FEATURE: The Genesis by Copenhagen Collective


This September, the Peacock Theatre will become a place where gravity isn’t a rule but a suggestion, and where 16 acrobats from across the globe will attempt something even more ambitious than their mid-air feats: to make human connection visible.

From 3–6 September 2025, Copenhagen Collective bring The Genesis to London for its West End run, fresh from a month-long UK premiere at the Edinburgh Fringe as part of The Danish Showcase. This isn’t circus in the traditional, big-top sense. Instead, it’s an hour-long dive into what happens when bodies meet in space — sometimes clashing, sometimes embracing, and how difference can become the strongest bond of all.

The performers’ passports read like an atlas: Denmark, Australia, Peru, Canada, the UK, Uruguay, Chile, Portugal, USA, Germany, Ireland, France, and Argentina. It’s no accident. The Collective, formed in Copenhagen in 2024, is a deliberate experiment in diversity — a team of acrobats who have built a language of movement without borders.

Onstage, that global perspective becomes physical. Performers stack, tumble, and spin through a shifting emotional landscape, from tense, fracturing moments to scenes of effortless synchrony. It’s part raw athleticism, part tender storytelling — with no single “lead” but a shared centre of gravity that belongs to everyone.

Lighting designer Stefan Goldbaum Tarabini has shaped the visual world to feel like a collision between a mystical cathedral and the pulsating glow of a nightclub. It’s both sacred and electric — a place where you might meditate one moment and dance the next.

[Data pulled from a collection]
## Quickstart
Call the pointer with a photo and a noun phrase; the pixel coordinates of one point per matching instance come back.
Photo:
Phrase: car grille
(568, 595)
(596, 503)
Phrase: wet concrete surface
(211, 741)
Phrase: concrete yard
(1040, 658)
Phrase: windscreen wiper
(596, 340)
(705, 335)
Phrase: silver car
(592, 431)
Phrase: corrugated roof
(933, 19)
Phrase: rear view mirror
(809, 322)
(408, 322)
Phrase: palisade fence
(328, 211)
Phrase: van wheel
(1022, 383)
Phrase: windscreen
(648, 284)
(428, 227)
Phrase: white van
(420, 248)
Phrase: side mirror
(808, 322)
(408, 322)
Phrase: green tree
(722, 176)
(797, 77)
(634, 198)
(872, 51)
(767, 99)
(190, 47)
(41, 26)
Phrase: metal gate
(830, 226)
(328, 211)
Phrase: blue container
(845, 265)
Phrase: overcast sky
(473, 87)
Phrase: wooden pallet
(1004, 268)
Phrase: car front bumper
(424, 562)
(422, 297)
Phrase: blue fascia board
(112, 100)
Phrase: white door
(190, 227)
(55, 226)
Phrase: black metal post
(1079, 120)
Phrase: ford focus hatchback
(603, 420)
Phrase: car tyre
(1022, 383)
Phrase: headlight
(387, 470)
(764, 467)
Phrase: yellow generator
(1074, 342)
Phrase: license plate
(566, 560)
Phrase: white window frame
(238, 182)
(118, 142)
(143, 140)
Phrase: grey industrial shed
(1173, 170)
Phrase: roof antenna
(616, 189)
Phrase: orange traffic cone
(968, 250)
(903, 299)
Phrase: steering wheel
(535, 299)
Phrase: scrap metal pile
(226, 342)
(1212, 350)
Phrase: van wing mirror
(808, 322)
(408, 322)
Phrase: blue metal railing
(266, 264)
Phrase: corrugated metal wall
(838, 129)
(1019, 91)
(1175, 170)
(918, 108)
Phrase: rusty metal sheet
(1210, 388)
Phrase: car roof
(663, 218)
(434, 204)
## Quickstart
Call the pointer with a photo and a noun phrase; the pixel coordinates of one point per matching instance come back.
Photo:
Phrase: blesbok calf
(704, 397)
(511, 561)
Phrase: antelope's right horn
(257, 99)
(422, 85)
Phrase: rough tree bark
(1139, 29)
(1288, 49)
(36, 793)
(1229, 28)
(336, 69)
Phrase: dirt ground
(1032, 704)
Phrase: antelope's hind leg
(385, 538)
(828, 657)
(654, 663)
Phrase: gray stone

COMPLETE THE FOLLOWING »
1. Reproduce the part of the feature on The Genesis that starts with "This September, the" and goes on through "human connection visible.".
2. Proceed with the feature on The Genesis, picking up after its final sentence.

RESPONSES FOR EACH TASK »
1.
This September, the Peacock Theatre will become a place where gravity isn’t a rule but a suggestion, and where 16 acrobats from across the globe will attempt something even more ambitious than their mid-air feats: to make human connection visible.

2.
Composer Leif Jordansson’s score mirrors this hybridity, weaving together classical violin and piano with jazz, blues, and club-inspired beats. Voices — sometimes singing, sometimes reciting, moving through the music like another set of acrobats, bending and blending into the action.

Beneath the flips and flights, The Genesis has a quieter message: that in a time of division, strength comes from leaning on each other. “As individuals we can only achieve so much alone” is not just a line from the show’s creative notes — it’s the architecture of the whole piece. Every lift depends on more than one pair of hands. Every precarious balance is possible because someone else is holding steady.

This ethos has been carried across continents since the show’s world premiere at Baltoppen LIVE in Copenhagen last July, through festivals in Spain, Sweden, Canada, and Latvia. Everywhere, the production has drawn audiences not just for its skill but for the way it reframes circus as a metaphor for community.

Whether you’re six or sixty, there’s something in The Genesis that lands. For younger viewers, the stunts will dazzle; for adults, the metaphor might hit closer to home. It’s a reminder that while individual brilliance has its place, the real magic happens when we build something together.